▶ [WRITTEN EXERCISE]
Pull out every line of the records below that contains the word "field", and copy each one unchanged.

▶ [PROVIDED ENTRIES]
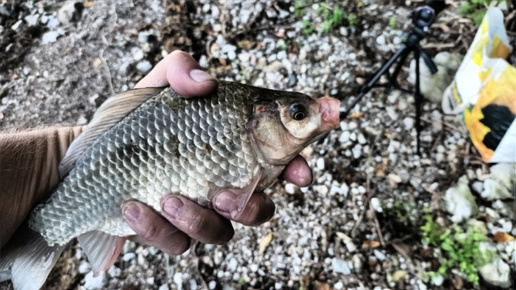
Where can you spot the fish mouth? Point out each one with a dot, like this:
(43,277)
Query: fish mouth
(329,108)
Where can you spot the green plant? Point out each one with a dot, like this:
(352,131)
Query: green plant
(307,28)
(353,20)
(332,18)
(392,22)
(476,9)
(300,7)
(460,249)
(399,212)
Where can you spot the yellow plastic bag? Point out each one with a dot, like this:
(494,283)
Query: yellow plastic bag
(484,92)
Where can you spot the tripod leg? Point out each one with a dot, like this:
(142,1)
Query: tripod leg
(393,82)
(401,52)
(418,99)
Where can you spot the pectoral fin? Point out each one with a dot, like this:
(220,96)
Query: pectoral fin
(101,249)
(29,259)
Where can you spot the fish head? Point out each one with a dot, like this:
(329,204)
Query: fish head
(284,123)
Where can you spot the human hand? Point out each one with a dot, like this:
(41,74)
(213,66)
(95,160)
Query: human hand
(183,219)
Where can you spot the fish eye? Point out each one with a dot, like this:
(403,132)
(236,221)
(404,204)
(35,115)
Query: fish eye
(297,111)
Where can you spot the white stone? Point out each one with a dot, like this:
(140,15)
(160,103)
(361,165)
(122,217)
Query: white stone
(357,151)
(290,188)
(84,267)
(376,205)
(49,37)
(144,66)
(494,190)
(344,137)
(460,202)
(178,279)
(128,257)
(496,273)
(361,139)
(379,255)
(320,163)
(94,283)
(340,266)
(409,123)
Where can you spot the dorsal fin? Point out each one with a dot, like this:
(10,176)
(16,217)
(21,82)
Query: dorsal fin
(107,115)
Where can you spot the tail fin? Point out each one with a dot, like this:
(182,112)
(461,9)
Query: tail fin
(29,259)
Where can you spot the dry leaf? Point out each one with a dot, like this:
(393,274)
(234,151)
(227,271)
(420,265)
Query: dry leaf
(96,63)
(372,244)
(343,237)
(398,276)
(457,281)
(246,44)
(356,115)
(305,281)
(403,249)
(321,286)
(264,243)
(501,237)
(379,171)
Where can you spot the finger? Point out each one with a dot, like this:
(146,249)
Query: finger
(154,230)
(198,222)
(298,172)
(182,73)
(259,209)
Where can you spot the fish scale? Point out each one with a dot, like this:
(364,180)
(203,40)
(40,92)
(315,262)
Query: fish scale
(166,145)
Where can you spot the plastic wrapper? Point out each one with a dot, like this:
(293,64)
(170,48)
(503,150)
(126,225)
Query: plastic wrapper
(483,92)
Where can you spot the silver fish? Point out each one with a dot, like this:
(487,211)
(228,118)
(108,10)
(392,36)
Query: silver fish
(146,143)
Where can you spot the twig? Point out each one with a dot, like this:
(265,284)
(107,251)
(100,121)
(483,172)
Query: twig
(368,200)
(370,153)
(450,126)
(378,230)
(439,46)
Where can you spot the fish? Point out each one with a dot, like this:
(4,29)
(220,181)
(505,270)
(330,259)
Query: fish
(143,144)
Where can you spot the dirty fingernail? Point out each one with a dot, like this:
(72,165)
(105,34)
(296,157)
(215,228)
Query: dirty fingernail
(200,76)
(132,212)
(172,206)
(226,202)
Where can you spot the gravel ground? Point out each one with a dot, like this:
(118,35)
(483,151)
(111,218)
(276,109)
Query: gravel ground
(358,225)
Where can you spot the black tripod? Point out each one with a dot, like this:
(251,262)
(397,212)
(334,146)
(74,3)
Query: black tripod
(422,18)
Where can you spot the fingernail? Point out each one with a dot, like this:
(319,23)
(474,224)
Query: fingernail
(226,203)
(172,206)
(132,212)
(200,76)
--
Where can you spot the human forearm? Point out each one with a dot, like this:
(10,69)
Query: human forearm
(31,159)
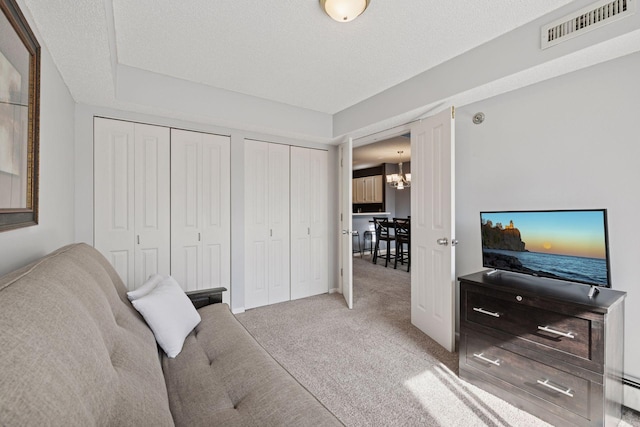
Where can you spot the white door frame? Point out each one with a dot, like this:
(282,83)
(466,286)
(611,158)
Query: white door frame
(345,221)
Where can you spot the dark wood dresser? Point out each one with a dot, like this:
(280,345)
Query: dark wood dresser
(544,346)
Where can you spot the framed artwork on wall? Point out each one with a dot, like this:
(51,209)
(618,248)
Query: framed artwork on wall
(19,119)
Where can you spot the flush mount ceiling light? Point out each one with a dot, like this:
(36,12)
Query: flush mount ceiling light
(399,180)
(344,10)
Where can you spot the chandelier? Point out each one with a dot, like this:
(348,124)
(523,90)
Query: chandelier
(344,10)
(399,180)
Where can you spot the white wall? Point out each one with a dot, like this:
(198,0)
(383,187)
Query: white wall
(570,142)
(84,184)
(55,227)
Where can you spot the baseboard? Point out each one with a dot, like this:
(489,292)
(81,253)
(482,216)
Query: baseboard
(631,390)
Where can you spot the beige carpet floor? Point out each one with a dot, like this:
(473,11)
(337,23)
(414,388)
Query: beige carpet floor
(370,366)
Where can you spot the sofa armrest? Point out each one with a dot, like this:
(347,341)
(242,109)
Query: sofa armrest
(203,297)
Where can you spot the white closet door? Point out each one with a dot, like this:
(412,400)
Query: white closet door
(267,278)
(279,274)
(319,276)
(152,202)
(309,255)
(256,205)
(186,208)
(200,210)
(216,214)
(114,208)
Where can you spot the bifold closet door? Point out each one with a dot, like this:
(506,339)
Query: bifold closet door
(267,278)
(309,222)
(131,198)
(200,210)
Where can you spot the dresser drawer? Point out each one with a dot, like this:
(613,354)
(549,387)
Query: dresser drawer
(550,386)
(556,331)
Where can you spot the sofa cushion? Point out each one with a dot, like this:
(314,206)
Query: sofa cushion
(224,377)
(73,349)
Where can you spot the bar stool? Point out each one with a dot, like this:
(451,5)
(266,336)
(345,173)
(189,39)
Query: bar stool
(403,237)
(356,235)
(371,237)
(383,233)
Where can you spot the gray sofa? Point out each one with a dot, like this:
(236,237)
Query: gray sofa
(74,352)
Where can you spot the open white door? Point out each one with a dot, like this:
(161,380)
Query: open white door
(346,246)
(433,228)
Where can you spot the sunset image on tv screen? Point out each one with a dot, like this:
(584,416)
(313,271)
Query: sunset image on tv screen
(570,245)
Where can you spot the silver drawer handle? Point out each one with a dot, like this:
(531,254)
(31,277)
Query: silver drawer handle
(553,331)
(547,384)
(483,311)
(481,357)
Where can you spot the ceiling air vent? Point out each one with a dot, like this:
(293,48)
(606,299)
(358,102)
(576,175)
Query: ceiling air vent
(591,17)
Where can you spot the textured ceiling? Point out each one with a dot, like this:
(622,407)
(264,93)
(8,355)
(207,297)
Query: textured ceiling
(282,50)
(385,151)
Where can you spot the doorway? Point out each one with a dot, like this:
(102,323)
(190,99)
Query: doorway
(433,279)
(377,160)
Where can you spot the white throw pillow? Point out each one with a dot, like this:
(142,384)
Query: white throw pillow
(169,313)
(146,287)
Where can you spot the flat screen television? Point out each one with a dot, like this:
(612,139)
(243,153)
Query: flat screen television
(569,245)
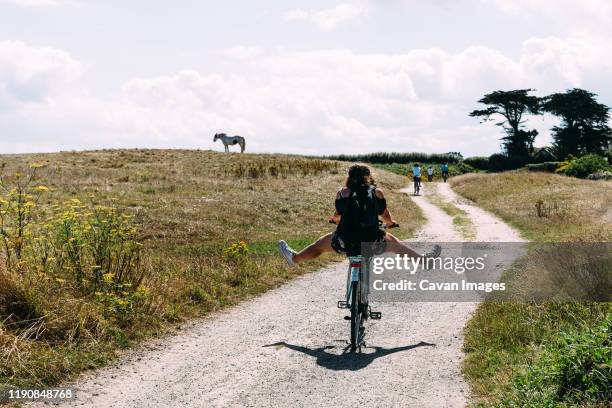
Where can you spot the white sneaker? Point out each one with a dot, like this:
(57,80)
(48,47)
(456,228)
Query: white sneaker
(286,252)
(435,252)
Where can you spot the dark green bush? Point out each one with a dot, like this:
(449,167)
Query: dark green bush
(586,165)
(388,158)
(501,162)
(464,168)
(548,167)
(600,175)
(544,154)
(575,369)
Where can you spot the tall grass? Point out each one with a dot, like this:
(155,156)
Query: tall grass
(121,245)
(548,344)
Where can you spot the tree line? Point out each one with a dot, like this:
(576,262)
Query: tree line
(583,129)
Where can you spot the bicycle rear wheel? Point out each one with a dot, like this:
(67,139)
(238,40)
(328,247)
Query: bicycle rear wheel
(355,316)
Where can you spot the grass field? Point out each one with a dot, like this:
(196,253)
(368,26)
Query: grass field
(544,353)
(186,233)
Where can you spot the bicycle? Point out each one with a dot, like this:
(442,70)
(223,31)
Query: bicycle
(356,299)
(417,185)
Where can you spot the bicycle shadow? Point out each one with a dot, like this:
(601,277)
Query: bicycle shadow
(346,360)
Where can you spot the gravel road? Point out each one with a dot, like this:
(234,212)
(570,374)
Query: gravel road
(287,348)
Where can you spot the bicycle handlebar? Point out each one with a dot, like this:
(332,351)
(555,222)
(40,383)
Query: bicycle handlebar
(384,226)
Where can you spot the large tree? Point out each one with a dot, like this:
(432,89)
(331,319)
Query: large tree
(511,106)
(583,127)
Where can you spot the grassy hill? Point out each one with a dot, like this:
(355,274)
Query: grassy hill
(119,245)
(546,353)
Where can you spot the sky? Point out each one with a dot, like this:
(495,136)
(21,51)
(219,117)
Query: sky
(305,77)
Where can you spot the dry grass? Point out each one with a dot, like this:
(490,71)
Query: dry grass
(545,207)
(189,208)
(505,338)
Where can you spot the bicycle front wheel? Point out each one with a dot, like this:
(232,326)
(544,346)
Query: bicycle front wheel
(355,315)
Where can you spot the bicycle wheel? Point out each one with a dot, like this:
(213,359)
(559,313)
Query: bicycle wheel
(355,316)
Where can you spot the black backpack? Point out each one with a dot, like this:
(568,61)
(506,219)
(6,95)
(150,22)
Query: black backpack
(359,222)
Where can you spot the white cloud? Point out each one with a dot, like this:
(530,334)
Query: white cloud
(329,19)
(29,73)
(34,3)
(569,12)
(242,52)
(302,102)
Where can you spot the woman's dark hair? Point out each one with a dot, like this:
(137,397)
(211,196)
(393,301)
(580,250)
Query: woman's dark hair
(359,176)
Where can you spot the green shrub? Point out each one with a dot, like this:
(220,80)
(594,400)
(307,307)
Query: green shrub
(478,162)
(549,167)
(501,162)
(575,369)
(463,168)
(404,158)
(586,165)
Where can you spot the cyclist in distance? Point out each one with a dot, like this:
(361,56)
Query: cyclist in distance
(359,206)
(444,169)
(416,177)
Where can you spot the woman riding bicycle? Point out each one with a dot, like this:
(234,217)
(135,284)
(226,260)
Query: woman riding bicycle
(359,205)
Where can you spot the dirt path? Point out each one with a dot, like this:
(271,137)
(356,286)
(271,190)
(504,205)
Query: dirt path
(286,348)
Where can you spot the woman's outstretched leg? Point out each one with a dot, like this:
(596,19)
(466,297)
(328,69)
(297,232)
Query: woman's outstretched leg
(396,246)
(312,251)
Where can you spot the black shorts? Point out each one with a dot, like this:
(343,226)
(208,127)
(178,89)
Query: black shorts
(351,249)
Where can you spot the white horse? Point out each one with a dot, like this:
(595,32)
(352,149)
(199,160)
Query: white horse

▶ [RESULT FOR THIS TASK]
Where can you spot the grass field? Point out each one with a dot, like this:
Query: grass field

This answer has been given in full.